# Exercise requirements
Copy out all the entries below, word for word.

# Data for processing
####################

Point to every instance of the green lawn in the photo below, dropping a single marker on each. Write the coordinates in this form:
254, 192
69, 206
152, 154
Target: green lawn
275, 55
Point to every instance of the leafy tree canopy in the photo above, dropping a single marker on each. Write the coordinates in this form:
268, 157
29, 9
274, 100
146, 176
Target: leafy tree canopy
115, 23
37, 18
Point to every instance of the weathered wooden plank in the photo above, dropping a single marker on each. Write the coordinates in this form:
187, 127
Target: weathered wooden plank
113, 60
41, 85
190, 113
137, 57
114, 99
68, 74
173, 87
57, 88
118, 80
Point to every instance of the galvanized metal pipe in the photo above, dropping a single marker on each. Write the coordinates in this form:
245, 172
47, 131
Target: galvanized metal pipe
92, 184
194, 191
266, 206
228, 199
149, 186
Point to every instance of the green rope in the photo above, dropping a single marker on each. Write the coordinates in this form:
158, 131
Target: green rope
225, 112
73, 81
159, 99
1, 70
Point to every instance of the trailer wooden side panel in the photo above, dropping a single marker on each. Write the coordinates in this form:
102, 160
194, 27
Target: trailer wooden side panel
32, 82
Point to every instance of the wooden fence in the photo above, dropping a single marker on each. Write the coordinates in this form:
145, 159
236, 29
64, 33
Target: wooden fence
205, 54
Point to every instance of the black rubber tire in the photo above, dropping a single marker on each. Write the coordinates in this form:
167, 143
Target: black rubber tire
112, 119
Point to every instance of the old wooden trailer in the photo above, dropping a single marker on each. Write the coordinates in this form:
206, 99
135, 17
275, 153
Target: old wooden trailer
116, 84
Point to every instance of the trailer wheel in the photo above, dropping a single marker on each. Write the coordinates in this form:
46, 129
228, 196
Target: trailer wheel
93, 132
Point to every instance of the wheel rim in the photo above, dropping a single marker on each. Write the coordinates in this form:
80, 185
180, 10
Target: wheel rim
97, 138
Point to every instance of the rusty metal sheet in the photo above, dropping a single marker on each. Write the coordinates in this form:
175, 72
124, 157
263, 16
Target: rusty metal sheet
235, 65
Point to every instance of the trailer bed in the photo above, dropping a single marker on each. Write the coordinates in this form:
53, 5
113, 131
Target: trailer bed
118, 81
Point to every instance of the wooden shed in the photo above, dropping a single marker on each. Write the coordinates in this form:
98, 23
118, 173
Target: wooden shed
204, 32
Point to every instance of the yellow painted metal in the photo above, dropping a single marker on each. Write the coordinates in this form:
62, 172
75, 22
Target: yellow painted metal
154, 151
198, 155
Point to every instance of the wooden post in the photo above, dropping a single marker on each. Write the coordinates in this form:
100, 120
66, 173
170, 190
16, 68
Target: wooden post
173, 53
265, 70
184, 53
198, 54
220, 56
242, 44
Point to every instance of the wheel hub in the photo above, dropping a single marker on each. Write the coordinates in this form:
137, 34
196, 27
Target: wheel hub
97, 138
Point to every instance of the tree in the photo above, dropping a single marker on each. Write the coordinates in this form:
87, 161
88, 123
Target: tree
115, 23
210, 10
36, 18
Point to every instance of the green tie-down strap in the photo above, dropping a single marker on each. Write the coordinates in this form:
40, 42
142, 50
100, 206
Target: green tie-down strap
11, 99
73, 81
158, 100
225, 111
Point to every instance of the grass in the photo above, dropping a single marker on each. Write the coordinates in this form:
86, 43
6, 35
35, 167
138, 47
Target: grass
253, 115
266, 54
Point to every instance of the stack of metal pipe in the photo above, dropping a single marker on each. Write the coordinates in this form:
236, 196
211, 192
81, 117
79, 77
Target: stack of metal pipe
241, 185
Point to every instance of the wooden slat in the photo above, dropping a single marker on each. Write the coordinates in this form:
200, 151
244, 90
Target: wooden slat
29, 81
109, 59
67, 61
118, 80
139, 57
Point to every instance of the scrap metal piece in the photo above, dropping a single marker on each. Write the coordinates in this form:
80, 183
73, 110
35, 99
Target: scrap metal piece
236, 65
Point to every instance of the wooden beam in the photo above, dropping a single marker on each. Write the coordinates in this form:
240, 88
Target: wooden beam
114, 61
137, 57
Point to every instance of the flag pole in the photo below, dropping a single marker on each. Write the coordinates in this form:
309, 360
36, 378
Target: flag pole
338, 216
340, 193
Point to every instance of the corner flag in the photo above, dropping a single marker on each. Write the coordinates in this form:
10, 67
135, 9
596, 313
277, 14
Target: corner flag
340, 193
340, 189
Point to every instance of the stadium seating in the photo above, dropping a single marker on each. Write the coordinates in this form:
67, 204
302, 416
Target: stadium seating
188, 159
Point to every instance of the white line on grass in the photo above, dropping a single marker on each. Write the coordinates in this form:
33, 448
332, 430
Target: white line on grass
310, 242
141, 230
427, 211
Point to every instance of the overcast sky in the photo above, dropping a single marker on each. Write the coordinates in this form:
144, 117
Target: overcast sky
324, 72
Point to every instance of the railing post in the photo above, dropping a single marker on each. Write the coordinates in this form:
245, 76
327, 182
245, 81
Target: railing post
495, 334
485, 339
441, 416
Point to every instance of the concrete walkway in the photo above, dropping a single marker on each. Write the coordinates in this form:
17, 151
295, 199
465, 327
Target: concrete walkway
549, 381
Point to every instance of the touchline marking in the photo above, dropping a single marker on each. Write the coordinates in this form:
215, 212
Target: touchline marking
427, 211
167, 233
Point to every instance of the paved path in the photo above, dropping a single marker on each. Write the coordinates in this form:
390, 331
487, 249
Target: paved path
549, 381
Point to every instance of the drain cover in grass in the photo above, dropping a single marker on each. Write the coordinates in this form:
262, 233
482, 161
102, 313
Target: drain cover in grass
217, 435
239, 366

####################

# Worked solution
Point to every instance of the green lawn in the photo below, dropping a single marker on each. Write the coordinates in this form:
254, 192
69, 206
152, 154
Target: green lawn
275, 55
Point to every instance of the leafy tree canopy in the photo above, dropping a single marker on each. Write the coordinates in this form:
268, 157
29, 9
274, 100
146, 176
Target: leafy tree canopy
115, 23
37, 18
Point to every instance of the weathered wooden plank in the photo above, dropping a single marker on each. Write the coordinates in this form:
187, 127
Target: weathered wooden plank
113, 60
41, 85
190, 113
137, 57
114, 99
68, 74
173, 87
57, 88
118, 80
Point to every instance of the galvanized metal pipe in the photo above, dropping a single marker on each. Write the coordinates in this form:
245, 172
47, 131
Target: galvanized metal pipe
92, 184
194, 191
266, 206
228, 199
149, 186
Point to every instance of the green rope in the photo above, dropping a single marker on each. Write the coordinates in this form:
158, 131
Target: green rope
225, 112
73, 81
159, 99
1, 70
Point to every instance of the trailer wooden side panel in the photo above, dropping a single marker on each. Write the coordinates in this form:
102, 160
194, 27
Target: trailer wooden side panel
32, 82
Point to every instance of the wooden fence in the photo above, dropping a single marker on each. Write the coordinates in this form:
145, 159
236, 29
64, 33
Target: wooden fence
205, 54
Point to every instance of the black rubber tire in the photo above, dropping a single marker on each. Write the coordinates in this form:
167, 143
Target: black rubber tire
112, 119
Point to every instance of the old wooden trailer in the photo above, dropping a single marker on each. Write the coordinates in this form:
206, 99
135, 17
275, 153
Target: old wooden trailer
116, 84
Point to every instance of the trailer wheel in the photo above, dropping a single marker on each. Write the coordinates in this form:
46, 129
228, 196
Target: trailer wheel
93, 132
Point to every instance of the wheel rim in the photo above, dropping a single marker on each. Write the coordinates in this form:
80, 185
180, 10
Target: wheel rim
97, 138
Point to every instance of the rusty metal sheet in the photo above, dropping a single marker on each. Write the coordinates in this form:
175, 72
124, 157
263, 16
Target: rusty metal sheet
235, 65
Point to every instance of the trailer bed in the photo above, dropping a single marker on each. Write the coordinates in this form:
53, 5
113, 131
Target: trailer bed
118, 81
Point to every instance of the wooden shed in the photo above, dropping a single marker on each. Write the coordinates in this form:
98, 23
118, 173
Target: wooden shed
204, 32
Point to every instance of the yellow painted metal in the photo above, dropping a single marker on each. Write the coordinates in this form:
62, 172
75, 22
Target: yellow painted metal
154, 151
198, 155
Point to every instance of the wooden post in the photo above, dropping a single marker on each. Write the coordinates in this form:
100, 120
66, 173
170, 190
16, 68
Target: wooden post
173, 53
265, 70
184, 53
198, 54
220, 56
242, 44
Point to every instance of the wheel hub in the photo above, dropping a single marker on each. Write the coordinates in this form:
137, 34
196, 27
Target: wheel hub
97, 138
Point to every instance of the tree in the photo above, dropping a single marker on each. Write the coordinates in this form:
87, 161
88, 123
Target: tree
115, 23
210, 10
36, 18
Point to every instance of the green tie-down strap in the photo above, dropping a single marker on each. Write the coordinates in this form:
40, 42
142, 50
100, 206
Target: green tie-down strap
11, 99
73, 81
158, 100
225, 111
Point to every instance of the grass in the photo above, dropping a single marker on each. Write the coordinates in this form:
86, 43
6, 35
35, 167
138, 47
Target: grass
253, 115
266, 54
Point to every instance of the stack of metal pipe in the photo above, dropping a single marker on each. Write the coordinates in this form:
236, 196
211, 192
81, 117
79, 77
Target: stack of metal pipe
241, 185
Point to every instance of the wooden slat in the photo above, dropping a single marker on each. Write the coordinates in this form:
200, 151
244, 90
Target: wooden slat
29, 81
109, 59
67, 61
118, 80
139, 57
Point to every instance of the scrap metal piece in the photo above, dropping a single marker on each. Write the coordinates in this form:
80, 183
73, 110
35, 99
Target: scrap metal piece
236, 65
Point to every instance of the wooden beam in the photo above, dropping a single marker on each. Write the coordinates in this form:
240, 88
Target: wooden beam
114, 61
137, 57
Point to every instance of the flag pole in the photo below, dropping a single marker on each. Write the coordinates in this form:
309, 360
36, 378
Target: flag pole
338, 216
340, 193
Point to every instance of the corner flag in the photo above, dropping a single marker on each. Write the coordinates in this form:
10, 67
135, 9
596, 313
277, 14
Target: corner flag
340, 193
340, 189
Point to every instance of the stadium seating in the photo above, dropping a single marker on each. Write the coordinates in this form:
67, 204
302, 416
Target: stadium seating
188, 159
Point to every instance of the white line on grass in the photo above, dropping a single marker on each. Write the coordinates in this form:
33, 448
332, 430
Target: white line on grass
310, 242
141, 230
427, 211
Point to every instance of the overcast sky in the photo above, dropping a single marker on each. Write the coordinates in this form:
144, 117
Target: overcast sky
324, 72
Point to every instance of the railing post in the photo above, dropping a single marker on each. Write the coordinates in this form:
245, 76
327, 182
245, 81
Target: railing post
495, 334
485, 339
441, 416
Point to every instance of the concrete walkway in the photo above, dropping a single marker on each. Write the coordinates in this form:
17, 151
295, 199
465, 327
Target: concrete walkway
549, 381
Point to every instance of the touchline marking in the photo above, dropping a single marker on each. Write the coordinates in this form:
215, 212
Target: touchline marking
427, 211
167, 233
Point to every instance of the paved path in the photo above, dropping a single marker on each. Write the coordinates in this form:
390, 331
487, 249
Target: paved path
549, 381
Point to every instance of the drain cover in grass in the photo above, dropping a single marker on each. Write the coordinates in this form:
262, 233
482, 161
102, 313
Target: drain cover in grass
217, 435
239, 366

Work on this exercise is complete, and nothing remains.